(Point labeling data from photos)
-- -- --

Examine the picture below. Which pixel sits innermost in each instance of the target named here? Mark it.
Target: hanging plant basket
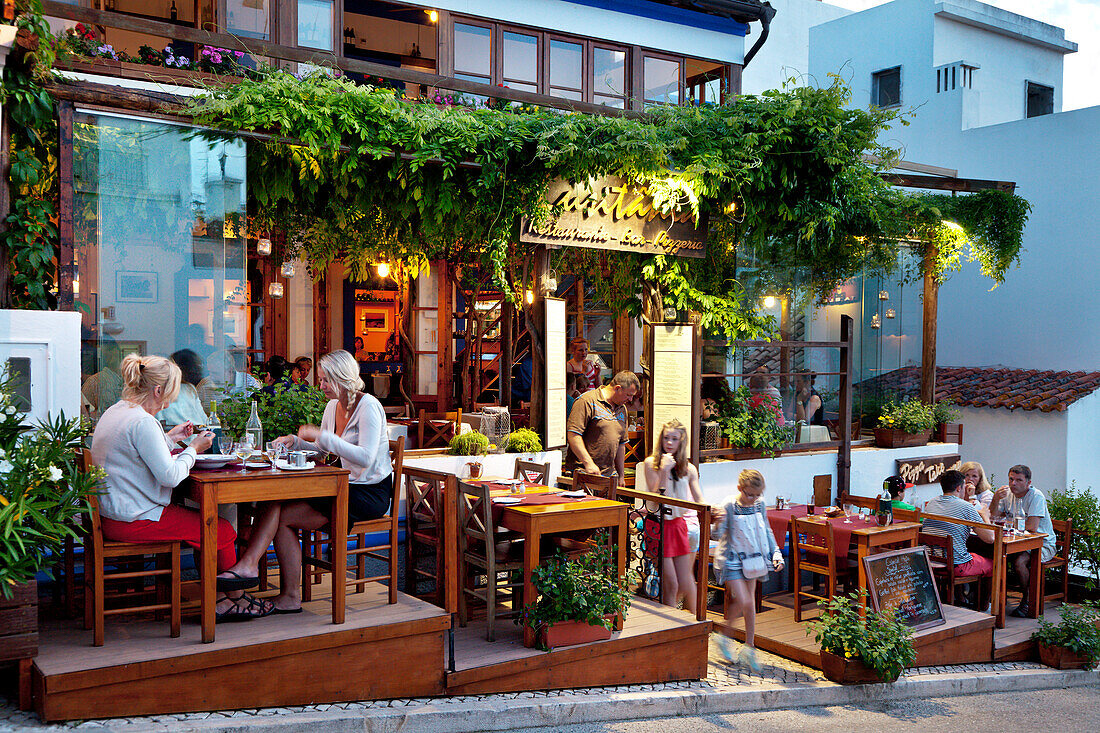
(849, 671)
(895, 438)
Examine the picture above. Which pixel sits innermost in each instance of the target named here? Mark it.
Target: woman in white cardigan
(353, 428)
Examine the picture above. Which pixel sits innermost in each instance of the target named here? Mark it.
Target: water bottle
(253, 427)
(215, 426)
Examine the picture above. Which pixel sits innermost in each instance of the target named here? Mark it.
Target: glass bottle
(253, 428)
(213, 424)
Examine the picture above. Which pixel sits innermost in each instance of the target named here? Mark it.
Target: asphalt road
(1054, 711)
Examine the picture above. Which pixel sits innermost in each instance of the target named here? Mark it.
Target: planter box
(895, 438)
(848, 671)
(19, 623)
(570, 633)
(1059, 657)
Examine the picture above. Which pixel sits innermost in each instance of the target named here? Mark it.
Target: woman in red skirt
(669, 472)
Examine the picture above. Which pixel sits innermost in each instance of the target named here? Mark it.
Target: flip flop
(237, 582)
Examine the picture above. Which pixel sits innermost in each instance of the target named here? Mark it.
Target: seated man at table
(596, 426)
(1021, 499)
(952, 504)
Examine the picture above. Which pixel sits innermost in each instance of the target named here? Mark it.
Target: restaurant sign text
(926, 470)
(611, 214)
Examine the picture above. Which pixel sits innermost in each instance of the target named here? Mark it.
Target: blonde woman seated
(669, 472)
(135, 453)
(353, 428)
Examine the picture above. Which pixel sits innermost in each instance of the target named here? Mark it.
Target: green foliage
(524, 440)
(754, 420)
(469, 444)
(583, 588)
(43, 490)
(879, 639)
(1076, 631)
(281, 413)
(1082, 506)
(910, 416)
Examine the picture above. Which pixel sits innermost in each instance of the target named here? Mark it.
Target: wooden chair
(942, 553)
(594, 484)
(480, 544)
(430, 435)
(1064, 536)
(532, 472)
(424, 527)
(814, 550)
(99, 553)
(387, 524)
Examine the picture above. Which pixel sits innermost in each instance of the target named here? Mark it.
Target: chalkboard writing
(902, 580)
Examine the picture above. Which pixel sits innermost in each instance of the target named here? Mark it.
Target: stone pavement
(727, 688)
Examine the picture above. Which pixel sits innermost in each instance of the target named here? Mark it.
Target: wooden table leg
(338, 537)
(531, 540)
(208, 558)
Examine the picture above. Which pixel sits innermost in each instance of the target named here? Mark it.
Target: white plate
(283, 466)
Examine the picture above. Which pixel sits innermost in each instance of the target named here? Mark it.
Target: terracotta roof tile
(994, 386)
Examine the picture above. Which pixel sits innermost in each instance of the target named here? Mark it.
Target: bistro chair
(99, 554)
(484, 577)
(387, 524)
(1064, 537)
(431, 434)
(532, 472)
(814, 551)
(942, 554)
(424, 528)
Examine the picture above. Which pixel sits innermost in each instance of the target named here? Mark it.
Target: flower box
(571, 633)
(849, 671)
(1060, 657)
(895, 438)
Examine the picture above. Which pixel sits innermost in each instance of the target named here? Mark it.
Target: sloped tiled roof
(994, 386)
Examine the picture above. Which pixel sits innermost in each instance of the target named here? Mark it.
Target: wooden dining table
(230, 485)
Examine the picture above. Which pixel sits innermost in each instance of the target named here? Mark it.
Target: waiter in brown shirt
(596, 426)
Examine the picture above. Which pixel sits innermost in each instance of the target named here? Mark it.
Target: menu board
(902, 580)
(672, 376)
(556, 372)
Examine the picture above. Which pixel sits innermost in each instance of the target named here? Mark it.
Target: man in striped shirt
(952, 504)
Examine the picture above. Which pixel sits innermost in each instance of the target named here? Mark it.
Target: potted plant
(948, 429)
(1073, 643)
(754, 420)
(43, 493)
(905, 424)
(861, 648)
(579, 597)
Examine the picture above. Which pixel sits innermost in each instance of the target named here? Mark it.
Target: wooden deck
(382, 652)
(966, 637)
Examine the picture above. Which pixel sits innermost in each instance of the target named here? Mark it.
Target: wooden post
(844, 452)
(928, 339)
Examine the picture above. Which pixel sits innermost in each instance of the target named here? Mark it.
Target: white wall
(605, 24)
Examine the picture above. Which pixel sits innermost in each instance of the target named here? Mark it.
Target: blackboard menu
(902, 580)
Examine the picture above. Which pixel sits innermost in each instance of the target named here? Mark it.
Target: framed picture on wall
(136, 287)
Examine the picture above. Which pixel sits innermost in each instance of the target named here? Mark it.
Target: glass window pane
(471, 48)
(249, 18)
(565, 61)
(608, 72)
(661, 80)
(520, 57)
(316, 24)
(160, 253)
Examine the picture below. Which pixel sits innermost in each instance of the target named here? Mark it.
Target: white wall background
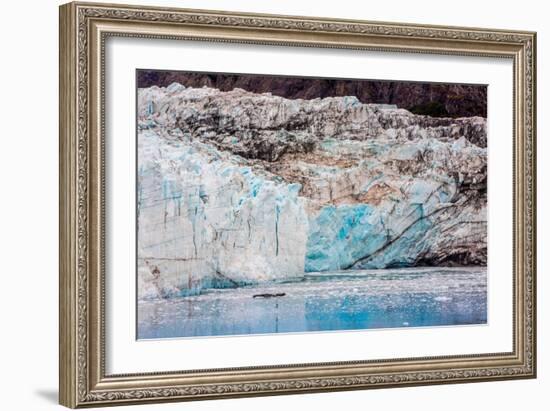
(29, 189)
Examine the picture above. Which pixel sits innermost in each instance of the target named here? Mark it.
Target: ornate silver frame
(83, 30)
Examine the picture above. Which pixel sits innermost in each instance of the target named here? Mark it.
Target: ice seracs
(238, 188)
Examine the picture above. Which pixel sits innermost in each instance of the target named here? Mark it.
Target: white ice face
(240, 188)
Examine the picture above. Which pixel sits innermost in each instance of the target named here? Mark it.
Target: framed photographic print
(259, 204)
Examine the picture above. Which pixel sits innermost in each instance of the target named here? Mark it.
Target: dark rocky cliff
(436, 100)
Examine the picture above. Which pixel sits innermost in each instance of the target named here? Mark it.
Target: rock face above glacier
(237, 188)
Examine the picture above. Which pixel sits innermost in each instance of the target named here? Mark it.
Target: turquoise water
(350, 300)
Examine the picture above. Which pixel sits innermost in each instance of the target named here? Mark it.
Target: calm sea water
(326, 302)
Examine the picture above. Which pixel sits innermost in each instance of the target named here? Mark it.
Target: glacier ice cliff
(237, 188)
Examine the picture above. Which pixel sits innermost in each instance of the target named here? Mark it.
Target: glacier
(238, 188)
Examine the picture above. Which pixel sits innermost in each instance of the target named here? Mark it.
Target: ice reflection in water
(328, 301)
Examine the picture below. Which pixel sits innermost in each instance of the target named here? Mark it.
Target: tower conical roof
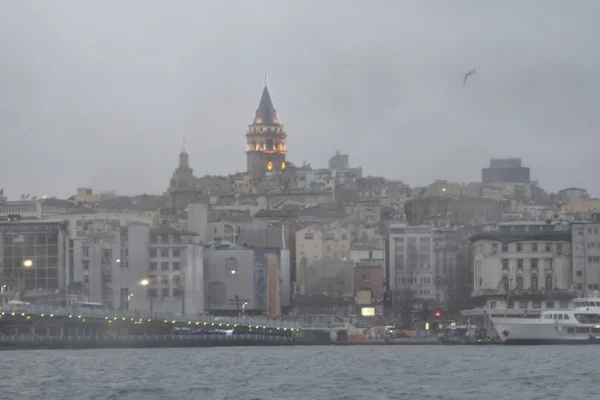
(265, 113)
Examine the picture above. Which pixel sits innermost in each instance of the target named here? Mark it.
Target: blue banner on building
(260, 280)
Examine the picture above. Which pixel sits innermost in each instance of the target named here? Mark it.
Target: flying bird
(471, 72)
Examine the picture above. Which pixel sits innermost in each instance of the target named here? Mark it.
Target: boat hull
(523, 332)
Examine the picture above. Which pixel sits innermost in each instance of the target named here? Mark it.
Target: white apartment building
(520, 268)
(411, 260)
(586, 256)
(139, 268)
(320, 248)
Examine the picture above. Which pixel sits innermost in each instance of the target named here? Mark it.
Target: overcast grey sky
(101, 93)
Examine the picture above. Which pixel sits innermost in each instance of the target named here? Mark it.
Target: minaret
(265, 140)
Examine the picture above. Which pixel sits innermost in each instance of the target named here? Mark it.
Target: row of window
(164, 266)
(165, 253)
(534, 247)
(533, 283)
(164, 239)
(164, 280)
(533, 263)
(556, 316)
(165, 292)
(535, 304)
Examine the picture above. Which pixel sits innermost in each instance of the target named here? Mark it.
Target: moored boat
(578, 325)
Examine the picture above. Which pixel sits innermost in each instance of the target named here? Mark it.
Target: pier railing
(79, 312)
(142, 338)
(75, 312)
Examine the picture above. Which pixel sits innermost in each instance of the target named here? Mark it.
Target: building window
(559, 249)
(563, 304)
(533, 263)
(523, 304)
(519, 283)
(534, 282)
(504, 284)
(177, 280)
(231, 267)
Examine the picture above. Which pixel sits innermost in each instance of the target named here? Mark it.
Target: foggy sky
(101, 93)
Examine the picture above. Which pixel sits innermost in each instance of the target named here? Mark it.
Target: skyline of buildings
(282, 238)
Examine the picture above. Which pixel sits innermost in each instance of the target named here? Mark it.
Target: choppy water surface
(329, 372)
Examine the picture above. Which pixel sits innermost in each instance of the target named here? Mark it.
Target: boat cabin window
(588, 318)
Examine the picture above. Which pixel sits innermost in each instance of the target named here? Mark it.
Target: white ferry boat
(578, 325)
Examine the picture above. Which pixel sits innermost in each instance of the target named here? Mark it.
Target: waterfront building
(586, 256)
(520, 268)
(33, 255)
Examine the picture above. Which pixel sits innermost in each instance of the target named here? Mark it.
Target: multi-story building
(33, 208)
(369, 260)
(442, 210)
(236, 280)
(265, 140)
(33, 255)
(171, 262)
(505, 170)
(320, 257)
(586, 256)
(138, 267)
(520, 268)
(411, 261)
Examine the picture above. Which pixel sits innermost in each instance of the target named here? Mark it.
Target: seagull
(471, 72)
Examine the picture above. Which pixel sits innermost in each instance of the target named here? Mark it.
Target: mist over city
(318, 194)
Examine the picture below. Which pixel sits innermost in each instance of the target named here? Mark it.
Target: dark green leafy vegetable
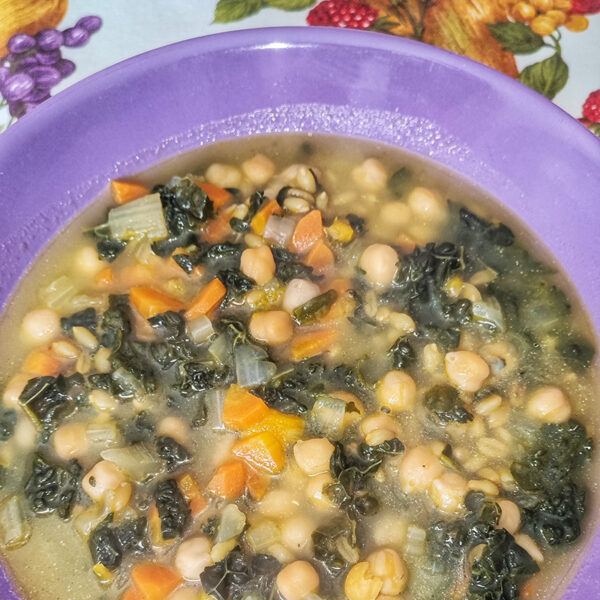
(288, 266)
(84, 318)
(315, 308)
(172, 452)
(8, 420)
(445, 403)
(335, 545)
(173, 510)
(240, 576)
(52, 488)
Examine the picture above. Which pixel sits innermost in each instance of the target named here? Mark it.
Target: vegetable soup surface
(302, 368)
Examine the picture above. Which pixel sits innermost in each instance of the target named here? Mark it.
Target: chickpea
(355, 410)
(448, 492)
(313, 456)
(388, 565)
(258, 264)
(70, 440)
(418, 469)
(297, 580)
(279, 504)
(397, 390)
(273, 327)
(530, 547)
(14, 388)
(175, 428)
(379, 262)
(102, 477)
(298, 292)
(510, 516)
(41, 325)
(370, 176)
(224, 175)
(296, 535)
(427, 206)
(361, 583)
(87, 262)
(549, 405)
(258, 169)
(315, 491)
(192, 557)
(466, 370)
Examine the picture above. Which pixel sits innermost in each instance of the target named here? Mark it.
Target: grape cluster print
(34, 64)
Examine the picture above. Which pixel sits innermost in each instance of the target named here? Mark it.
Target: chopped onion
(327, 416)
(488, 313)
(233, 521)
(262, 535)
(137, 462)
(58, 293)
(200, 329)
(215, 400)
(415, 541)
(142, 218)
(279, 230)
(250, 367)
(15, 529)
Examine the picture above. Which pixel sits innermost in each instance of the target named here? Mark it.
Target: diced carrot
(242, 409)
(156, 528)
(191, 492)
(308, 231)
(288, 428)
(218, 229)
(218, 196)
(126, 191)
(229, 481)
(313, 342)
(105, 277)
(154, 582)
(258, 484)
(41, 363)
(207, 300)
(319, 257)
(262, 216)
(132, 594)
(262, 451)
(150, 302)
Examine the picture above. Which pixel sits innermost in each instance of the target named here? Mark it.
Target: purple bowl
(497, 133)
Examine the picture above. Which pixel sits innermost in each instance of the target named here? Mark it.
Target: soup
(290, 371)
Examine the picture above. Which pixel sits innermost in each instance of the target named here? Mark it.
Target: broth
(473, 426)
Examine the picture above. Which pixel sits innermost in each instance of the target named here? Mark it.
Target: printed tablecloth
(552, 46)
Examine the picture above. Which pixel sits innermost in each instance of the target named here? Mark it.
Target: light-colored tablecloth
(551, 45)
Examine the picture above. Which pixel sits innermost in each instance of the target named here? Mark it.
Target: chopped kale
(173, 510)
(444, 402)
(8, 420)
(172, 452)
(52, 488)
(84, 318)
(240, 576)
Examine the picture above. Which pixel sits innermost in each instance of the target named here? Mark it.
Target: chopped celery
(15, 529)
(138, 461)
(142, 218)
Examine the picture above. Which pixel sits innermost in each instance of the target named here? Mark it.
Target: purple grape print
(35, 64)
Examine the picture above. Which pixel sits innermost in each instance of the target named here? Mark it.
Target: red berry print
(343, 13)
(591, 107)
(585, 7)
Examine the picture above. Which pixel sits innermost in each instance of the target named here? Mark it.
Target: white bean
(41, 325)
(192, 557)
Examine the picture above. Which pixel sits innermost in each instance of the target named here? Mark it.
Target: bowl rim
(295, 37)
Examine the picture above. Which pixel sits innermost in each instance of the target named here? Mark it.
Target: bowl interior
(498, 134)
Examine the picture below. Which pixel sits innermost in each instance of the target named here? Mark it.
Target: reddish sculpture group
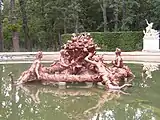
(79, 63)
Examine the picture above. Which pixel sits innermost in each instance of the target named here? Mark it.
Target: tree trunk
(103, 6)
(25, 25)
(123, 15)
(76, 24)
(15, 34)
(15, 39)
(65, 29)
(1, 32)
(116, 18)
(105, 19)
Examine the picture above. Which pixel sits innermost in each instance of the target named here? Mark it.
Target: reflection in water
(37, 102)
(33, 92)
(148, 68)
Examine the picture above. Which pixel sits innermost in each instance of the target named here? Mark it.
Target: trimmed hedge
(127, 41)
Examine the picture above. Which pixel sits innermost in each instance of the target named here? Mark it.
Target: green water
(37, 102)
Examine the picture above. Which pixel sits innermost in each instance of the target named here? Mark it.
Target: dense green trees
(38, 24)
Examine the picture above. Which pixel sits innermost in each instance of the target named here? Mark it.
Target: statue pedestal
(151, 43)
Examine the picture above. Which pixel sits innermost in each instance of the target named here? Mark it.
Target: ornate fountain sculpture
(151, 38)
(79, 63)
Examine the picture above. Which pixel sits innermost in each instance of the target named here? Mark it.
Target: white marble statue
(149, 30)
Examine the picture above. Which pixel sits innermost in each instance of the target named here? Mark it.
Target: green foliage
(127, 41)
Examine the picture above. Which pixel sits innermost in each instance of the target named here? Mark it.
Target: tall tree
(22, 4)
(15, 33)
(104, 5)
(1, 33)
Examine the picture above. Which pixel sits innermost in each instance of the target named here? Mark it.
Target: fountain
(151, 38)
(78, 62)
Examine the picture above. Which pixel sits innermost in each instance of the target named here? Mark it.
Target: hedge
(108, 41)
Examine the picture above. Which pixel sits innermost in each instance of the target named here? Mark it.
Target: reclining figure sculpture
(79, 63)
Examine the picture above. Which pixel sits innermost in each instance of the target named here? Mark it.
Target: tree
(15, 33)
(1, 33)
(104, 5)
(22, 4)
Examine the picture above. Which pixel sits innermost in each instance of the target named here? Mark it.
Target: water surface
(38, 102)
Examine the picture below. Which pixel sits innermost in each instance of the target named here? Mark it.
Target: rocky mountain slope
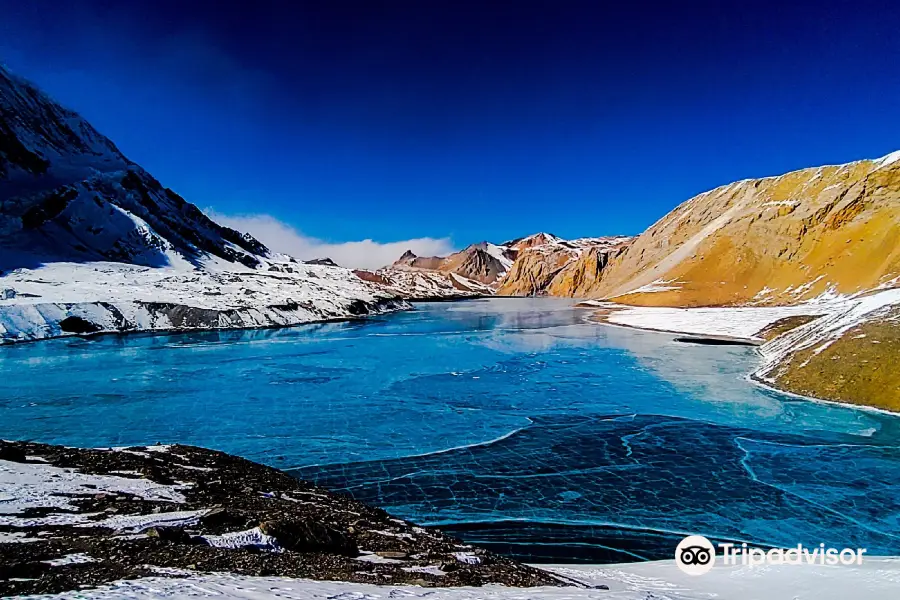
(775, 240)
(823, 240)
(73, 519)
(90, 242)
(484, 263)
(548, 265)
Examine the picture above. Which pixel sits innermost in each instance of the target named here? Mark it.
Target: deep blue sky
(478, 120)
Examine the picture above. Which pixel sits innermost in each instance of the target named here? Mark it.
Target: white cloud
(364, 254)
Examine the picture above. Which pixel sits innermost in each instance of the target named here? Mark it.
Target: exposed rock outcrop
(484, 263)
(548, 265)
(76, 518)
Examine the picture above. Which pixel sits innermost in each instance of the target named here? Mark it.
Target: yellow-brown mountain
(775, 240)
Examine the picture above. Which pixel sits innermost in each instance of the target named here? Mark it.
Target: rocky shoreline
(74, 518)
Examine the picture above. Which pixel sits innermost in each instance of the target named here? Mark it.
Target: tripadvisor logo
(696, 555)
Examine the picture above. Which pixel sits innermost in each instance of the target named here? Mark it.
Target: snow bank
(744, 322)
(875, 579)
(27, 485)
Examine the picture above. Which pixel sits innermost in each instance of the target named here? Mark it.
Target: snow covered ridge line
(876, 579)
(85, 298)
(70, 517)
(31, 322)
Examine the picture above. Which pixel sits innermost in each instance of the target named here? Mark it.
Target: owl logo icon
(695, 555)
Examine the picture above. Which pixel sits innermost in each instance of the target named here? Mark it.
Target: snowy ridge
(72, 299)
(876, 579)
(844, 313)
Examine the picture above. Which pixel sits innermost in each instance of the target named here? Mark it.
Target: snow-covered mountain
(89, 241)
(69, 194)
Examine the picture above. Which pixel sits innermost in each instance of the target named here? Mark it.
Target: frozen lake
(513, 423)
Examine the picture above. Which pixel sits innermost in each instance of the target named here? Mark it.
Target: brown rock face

-- -- --

Task: Pull out every line of the material above that contains the string "ridge" and copy each one in full.

Exercise answer:
Target: snow covered ridge line
Target: snowy ridge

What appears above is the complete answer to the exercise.